** Article **
--------------------------------------------------
2.1. Input and Output Data Representation

The input and output of this version of the Levinson-Durbin algorithm is represented in fixed-point notation. The input matrix r[ ] and the resultant reflection coefficients k[ ] are represented as Q15 fractions stored in an array of short integers of size m. The prediction coefficients a[ ] are represented as Q13 fractions also stored in an array of short integers of size m. If two (2) signed Q15 fractions are multiplied together, the result will be a Q30 signed fraction. If a Q15 signed fraction is multiplied by a Q13 signed fraction, the result is a Q28 signed fraction. To determine the number of bits assigned to the fractional part of the result of a multiplication, add the number of bits assigned to the fractional parts of each multiplicand. To determine the number of bits assigned to the fractional part of the result of a division, subtract the number of bits assigned to the denominator from the number of bits assigned to the numerator. Refer to Figure 1 for further clarification.

Figure 1. Fixed Point Notation

2.2. Error Correction Techniques

There are various areas in this algorithm where errors can occur. These errors are due to noise in the input data and performing integer instead of floating-point arithmetic. This version of the Levinson-Durbin algorithm performs two error correction techniques to minimize the overall amount of error found in the output results. The first technique minimizes the error introduced by using integer arithmetic. This is accomplished by rounding results to the nearest digit of precision prior to converting from one precision to another (i.e. Q28 to Q13). Refer to Example 2 for a graphical representation of fixed point conversion techniques.
--------------------------------------------------
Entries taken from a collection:
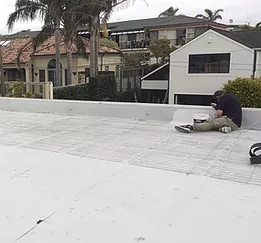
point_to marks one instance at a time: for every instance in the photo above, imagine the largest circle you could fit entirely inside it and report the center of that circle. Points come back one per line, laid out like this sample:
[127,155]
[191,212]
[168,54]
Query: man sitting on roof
[229,115]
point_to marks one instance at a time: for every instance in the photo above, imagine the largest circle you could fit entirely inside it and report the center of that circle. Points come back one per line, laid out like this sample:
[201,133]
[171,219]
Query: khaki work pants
[215,124]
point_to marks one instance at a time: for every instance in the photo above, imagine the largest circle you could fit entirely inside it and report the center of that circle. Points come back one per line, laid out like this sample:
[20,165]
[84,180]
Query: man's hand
--------------------------------------------------
** What is being asked **
Proceed with the Levinson-Durbin article, picking up right after its last sentence.

** Response to this exercise **
Example 2. Fixed Point Conversion


Converting from a Q28 to a Q13 signed fraction:

0x0A234238	Q28 signed fraction
+ 0x00004000	rounding factor
0x0A238238	rounded result 
>> 15
0x00001447	conversion result

The second technique brings a set of input data back into a usable range for the Levinson-Durbin algorithm. Input data can be determined to be not stable if any of the reflection coefficients produced are greater than one. To stabilize the input data, a scaling factor was used to scale both the prediction and reflection coefficients. This number may vary across applications and may need to be modified. For the system which was used to verify the MMX code optimized Levinson-Durbin algorithm, the appropriate scaling factor was was 0x7ff8.

3.0. IMPLEMENTING LEVINSON-DURBIN USING MMX™ INSTRUCTIONS

There were numerous areas within the Levinson-Durbin algorithm which could be easily adapted and optimized for use with the MMX instruction set. There was also one area which could not. The remainder of this section discusses each part of the Levinson-Durbin algorithm and the optimizations and MMX technology tricks used during programming.

3.1. The Inner Loop: Calculating R_n and R_d

The formulas used to calculate R_n and R_d are as follows:

Example 3. R_n and R_d Formulas

			R_n = r(m-i)*a(i)			for i=0 to m-1
			R_d = r(i)*a(i)			for i=0 to m-1

where r() is the input matrix and a() is the prediction coefficient matrix.

These formulas are simple vector multiplications, but when using strictly IA integer instructions may take many cycles to calculate. The MMX instruction set supplies a multiply-add instruction (PMADDWD) which performs four word multiplies and two double-word adds in three cycles. This instruction can be pipelined with any MMX instruction, including another PMADDWD instruction. The result of a PMADDWD instruction can only be used by other instructions issued three clocks later. If it is used prior to the three clock latency, a stall will occur until the result is ready.

The inner loop which calculates R_n and R_d uses the PMADDWD instruction to perform four word multiplies and two doubleword adds for R_n and R_d with each iteration. The result of each multiply and add instruction is two doubleword Q28 signed fixed point fractions stored in MM0 (R_d) and MM2 (R_n). Each of these values must be added to an accumulator, which keeps a running summation of the current result (MM6 is used for R_d and MM7 is used for R_n).

In order to use the PMADDWD instruction within the inner loop to perform four word multiplies and two doubleword adds, two assumptions were made. The first is that the prediction coefficient array is initialized to zero. This prevents incorrect results for calculations of R_n and R_d which include three or fewer input values. The second is that the size (in bytes) of both the input vector and the prediction coefficient vector must be divisible by eight. This is to prevent reading past the end of either vector since four input values are read for each iteration of the loop.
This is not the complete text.